● THE PROBLEM: All entries are to be reproduced exactly; the pictures are to be omitted.

● TASK INPUTS:
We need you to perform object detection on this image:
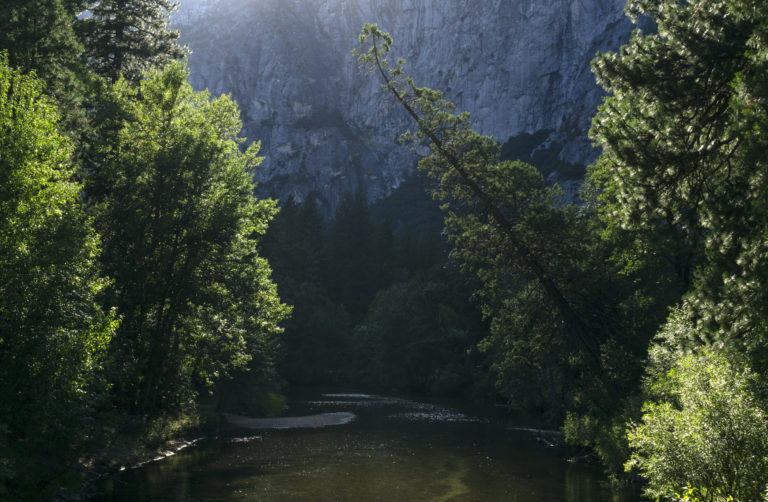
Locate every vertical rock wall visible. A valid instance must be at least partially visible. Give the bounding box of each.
[174,0,633,215]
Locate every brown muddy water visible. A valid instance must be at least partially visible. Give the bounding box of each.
[90,391,640,501]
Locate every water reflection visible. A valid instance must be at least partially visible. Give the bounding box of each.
[91,391,638,501]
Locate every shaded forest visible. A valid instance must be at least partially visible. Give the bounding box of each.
[1,1,768,501]
[260,183,491,397]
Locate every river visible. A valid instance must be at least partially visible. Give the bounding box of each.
[90,391,639,501]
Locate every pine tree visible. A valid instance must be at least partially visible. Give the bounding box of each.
[589,0,768,355]
[326,191,379,320]
[0,0,88,133]
[355,24,602,361]
[81,0,185,83]
[587,0,768,493]
[356,23,671,474]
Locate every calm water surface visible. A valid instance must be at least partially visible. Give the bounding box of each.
[91,391,639,501]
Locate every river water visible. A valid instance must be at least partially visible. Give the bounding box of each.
[91,391,638,501]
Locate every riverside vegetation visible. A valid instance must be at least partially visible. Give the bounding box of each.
[0,2,288,499]
[1,1,768,501]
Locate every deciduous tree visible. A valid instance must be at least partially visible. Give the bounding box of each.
[0,54,116,499]
[98,62,287,415]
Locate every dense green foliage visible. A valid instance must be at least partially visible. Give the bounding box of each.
[588,0,768,497]
[0,0,83,80]
[0,54,116,499]
[589,0,768,346]
[0,3,285,498]
[3,0,768,498]
[0,0,89,135]
[81,0,185,83]
[97,62,288,414]
[353,268,487,394]
[358,6,768,496]
[626,349,768,502]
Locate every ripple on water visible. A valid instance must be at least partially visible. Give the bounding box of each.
[320,393,382,399]
[223,411,357,430]
[306,394,483,423]
[227,435,262,443]
[90,391,635,502]
[388,411,484,423]
[308,396,438,410]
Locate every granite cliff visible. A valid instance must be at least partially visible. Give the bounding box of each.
[173,0,634,214]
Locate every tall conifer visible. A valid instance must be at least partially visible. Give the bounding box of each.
[81,0,185,83]
[0,0,87,132]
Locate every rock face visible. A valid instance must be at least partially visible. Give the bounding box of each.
[173,0,633,215]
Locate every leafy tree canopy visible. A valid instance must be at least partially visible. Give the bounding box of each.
[98,62,287,414]
[0,53,116,499]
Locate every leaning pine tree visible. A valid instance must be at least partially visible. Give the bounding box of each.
[355,24,660,473]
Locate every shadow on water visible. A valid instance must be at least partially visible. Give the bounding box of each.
[90,390,640,501]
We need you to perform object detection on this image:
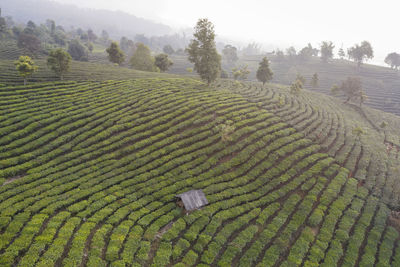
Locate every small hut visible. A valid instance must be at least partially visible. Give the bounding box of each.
[176,189,208,213]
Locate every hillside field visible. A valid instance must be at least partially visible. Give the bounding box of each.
[1,77,400,267]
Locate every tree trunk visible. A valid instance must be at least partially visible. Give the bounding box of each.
[24,78,26,86]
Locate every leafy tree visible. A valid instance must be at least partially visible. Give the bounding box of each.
[380,121,388,129]
[286,46,297,61]
[86,42,94,53]
[347,41,374,68]
[290,79,303,95]
[337,77,366,105]
[320,41,335,62]
[106,41,125,65]
[134,34,149,45]
[87,29,97,42]
[154,53,173,72]
[256,57,273,86]
[120,37,135,53]
[275,49,285,61]
[14,56,38,85]
[352,126,364,140]
[298,43,317,62]
[338,47,345,59]
[232,65,250,80]
[100,30,110,45]
[384,52,400,70]
[130,43,157,72]
[296,73,306,85]
[24,20,37,35]
[311,73,319,88]
[222,44,238,65]
[68,39,88,61]
[186,18,221,85]
[47,48,71,80]
[0,9,6,33]
[163,44,175,55]
[17,33,41,55]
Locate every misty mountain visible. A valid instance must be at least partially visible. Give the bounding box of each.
[0,0,172,38]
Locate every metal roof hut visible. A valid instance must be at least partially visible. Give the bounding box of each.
[176,190,208,213]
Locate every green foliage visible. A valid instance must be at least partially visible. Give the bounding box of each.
[186,18,221,85]
[310,73,319,88]
[130,43,158,72]
[348,41,374,68]
[46,48,71,80]
[14,55,38,85]
[384,52,400,70]
[256,56,273,85]
[68,39,88,62]
[232,65,250,80]
[154,53,173,72]
[222,44,238,65]
[106,41,125,65]
[320,41,335,62]
[290,78,303,95]
[163,44,174,55]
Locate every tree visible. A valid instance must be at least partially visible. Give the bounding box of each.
[68,39,88,61]
[87,29,97,42]
[130,43,157,72]
[320,41,335,62]
[384,52,400,70]
[120,37,135,53]
[154,53,173,72]
[14,56,38,85]
[106,42,125,65]
[296,73,306,85]
[222,44,238,65]
[290,79,303,95]
[311,73,319,88]
[232,65,250,80]
[0,8,6,33]
[163,44,175,55]
[100,30,110,45]
[275,49,285,61]
[256,57,273,86]
[347,41,374,68]
[338,47,345,59]
[286,46,297,61]
[352,126,364,140]
[17,33,41,55]
[47,48,71,80]
[186,18,221,85]
[298,43,317,62]
[337,77,366,105]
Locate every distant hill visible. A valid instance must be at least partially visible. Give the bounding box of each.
[0,0,172,39]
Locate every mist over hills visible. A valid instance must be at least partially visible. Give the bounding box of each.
[0,0,173,38]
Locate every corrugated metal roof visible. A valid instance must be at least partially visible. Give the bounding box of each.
[176,189,208,211]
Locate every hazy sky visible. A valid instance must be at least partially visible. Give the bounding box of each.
[53,0,399,64]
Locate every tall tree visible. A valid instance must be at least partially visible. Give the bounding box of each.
[154,53,173,72]
[338,47,345,59]
[384,52,400,70]
[186,18,221,86]
[347,41,374,68]
[222,44,238,65]
[14,56,38,85]
[256,57,273,86]
[310,73,319,88]
[130,43,157,72]
[286,46,297,61]
[47,48,71,80]
[320,41,335,62]
[17,33,41,55]
[298,43,317,62]
[337,77,366,105]
[163,44,175,55]
[68,39,88,61]
[106,41,125,65]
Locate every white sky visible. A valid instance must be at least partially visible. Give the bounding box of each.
[53,0,400,64]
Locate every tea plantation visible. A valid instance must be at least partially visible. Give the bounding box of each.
[0,78,399,267]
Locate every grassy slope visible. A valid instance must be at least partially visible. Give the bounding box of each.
[0,77,400,266]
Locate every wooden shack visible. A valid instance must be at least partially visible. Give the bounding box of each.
[176,189,208,212]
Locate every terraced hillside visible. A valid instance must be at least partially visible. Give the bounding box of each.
[0,78,399,267]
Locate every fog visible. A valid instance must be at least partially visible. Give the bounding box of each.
[49,0,400,65]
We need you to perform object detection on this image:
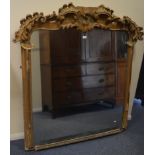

● ANSWER BOX:
We need you to perform object detection on this image:
Locate every vertical rock wall visible. A valid instance must be at least partially visible. Give the bounding box of each.
[174,0,633,215]
Locate every brown muddy water visible. A valid instance must be at least partially visible. Give the bounding box of each.
[90,391,640,501]
Locate every water reflection visible. A valid instance must be at least partially visible. Give the bounding box of each.
[91,391,638,501]
Locate every shaded forest visible. A valid instance must be at least partially visible. Give the bounding box of each.
[1,1,768,501]
[260,183,491,397]
Locate every river visible. A valid instance must be at least partially visible. Give the bounding box of each.
[90,391,639,501]
Locate every pine tree visible. A valid instance must be at least partially visible. Give the bounding box of each.
[589,0,768,355]
[326,191,379,320]
[0,0,88,133]
[355,24,602,361]
[81,0,185,83]
[587,0,768,493]
[356,23,671,474]
Locate every calm water surface visible. A valid instance must be at least partially visible. Give the bounding box of each.
[91,391,639,501]
Locate every river water visible. A valid instance must be at least partially visible. Give the bounding box of each.
[91,391,638,501]
Locate every riverside vegetation visible. A valid instance must be at least partially visible. Give the bounding box of each.
[0,2,288,499]
[1,1,768,501]
Locate every deciduous tree visible. A valid instance must be at least partially visible. Give the bounding box of each.
[0,54,116,499]
[98,62,287,415]
Locate every dense green foliage visible. A valid instance must be at least partially visible. Give the bounding box of each.
[588,0,768,497]
[0,0,83,80]
[0,54,116,499]
[589,0,768,346]
[0,3,285,498]
[3,0,768,498]
[0,0,89,135]
[81,0,185,83]
[97,62,288,414]
[353,268,487,394]
[358,6,768,496]
[626,349,768,502]
Locate every ripple on water visible. A valid instance must be at least partially visible. Give the bounding box of each.
[320,393,382,399]
[223,411,357,430]
[306,394,483,423]
[227,435,262,443]
[90,391,635,502]
[388,411,484,423]
[308,396,438,410]
Locate every granite cliff visible. A valid instance must be at least partially visible. Give the bounding box of each.
[173,0,634,214]
Locate every tall conifer visible. A valid instance must be at least partially visible. Give the bounding box of each.
[81,0,185,83]
[0,0,87,132]
Locate every rock face visible. A valid instance must be at least partially visible. Give the bounding box of each.
[173,0,633,215]
Locate every leafy tree canopy visible. A valid instance must be at least partially visible. Give the bounding box of each.
[98,62,287,414]
[0,53,116,499]
Locate every leaning pine tree visible. A valid instance must be at least partially visible. Give the bounding box of each.
[355,24,660,473]
Locate every shadow on water visible. A valid instance must be at least partially visible. Give the bounding box of each.
[90,390,640,501]
We need you to perform object detection on this image:
Locate every small hut visible. A valid instance must be at least partially visible. Give the bounding box of each.
[176,189,208,213]
Locate every hillside field visible. A valid instance must be at least partially visible. Give the bounding box of each.
[1,77,400,267]
Locate every tree trunk visible. A valid instance must be at least partially visible. Give the bounding box of each.
[24,78,26,86]
Locate every leafy tree visible. A valid instance must be at least partially visible. Give the bounding box of each.
[380,121,388,129]
[286,46,297,61]
[86,42,94,53]
[347,41,374,68]
[290,79,303,95]
[337,77,366,105]
[320,41,335,62]
[106,41,125,65]
[134,34,149,45]
[87,29,97,42]
[154,53,173,72]
[256,57,273,86]
[120,37,135,53]
[275,49,285,61]
[14,56,38,85]
[352,126,364,140]
[298,43,317,62]
[338,47,345,59]
[232,65,250,80]
[100,30,110,45]
[384,52,400,70]
[130,43,157,72]
[296,73,306,85]
[24,20,37,35]
[311,73,319,88]
[222,44,238,65]
[68,39,88,61]
[186,18,221,85]
[47,48,71,80]
[0,9,6,33]
[163,44,175,55]
[17,33,41,55]
Locate every misty mountain visible. A valid instance must be at least partially visible. Give the bounding box of each.
[0,0,172,38]
Locate every metal roof hut visible. A valid instance must be at least partially visible. Give the bounding box of each.
[176,190,208,213]
Locate every green foliage visible. A valid instance must be at least partially visible. Give the bounding box of each.
[186,18,221,85]
[310,73,319,88]
[130,43,158,72]
[348,41,374,68]
[46,48,71,80]
[14,55,38,85]
[384,52,400,70]
[256,56,273,85]
[68,39,88,62]
[232,65,250,80]
[154,53,173,72]
[222,44,238,65]
[106,41,125,65]
[320,41,335,62]
[290,78,303,95]
[163,44,174,55]
Locate every tree visible. A valid instance must be at least partially visible. Give the bounding box of each.
[68,39,88,61]
[87,29,97,42]
[130,43,157,72]
[320,41,335,62]
[384,52,400,70]
[120,37,135,53]
[154,53,173,72]
[14,56,38,85]
[106,42,125,65]
[296,73,306,85]
[222,44,238,65]
[290,79,303,95]
[311,73,319,88]
[232,65,250,80]
[0,8,6,33]
[163,44,175,55]
[100,30,110,45]
[275,49,285,61]
[256,57,273,86]
[347,41,374,68]
[338,47,345,59]
[286,46,297,61]
[352,126,364,140]
[17,33,41,55]
[47,48,71,80]
[186,18,221,85]
[298,43,317,62]
[337,77,366,105]
Locate every distant hill visible. A valid instance must be at least partially visible. Give the bounding box of each.
[0,0,172,39]
Locate every mist over hills visible. A valid instance must be at least partially visible. Give the bounding box of each.
[0,0,173,38]
Locate every corrugated metal roof visible. A valid instance must be at least partially visible. Give the bounding box of each.
[176,189,208,211]
Locate every hazy sky visible. A valid instance must be at least partially visible. Give the bounding box of each.
[53,0,399,64]
Locate every tall tree visible. A valid instance must be at least partially visible. Give the bounding box of each.
[154,53,173,72]
[338,47,345,59]
[384,52,400,70]
[186,18,221,86]
[347,41,374,68]
[222,44,238,65]
[14,56,38,85]
[256,57,273,86]
[310,73,319,88]
[130,43,157,72]
[286,46,297,61]
[47,48,71,80]
[320,41,335,62]
[17,33,41,55]
[298,43,317,62]
[337,77,366,105]
[163,44,175,55]
[68,39,88,61]
[106,41,125,65]
Locate every white sky visible. A valid instance must be at least partially visible. Give the bounding box of each.
[53,0,400,64]
Locate every tea plantation visible. A valid instance must be at least partially visible. Give the bounding box of each.
[0,78,399,267]
Locate every grassy slope visible. A valid instance must be at least partially visible. Give the bounding box of each.
[0,77,400,266]
Locate every wooden shack visible. A valid instance must be at least partially visible. Give the bounding box of each.
[176,189,208,212]
Locate every terraced hillside visible. A valid instance must be at least partially visible. Give the bounding box of each.
[0,78,399,267]
Locate every fog visible. A valid instance must be at least partially visible. Give the bounding box of each.
[49,0,400,65]
We need you to perform object detection on this image:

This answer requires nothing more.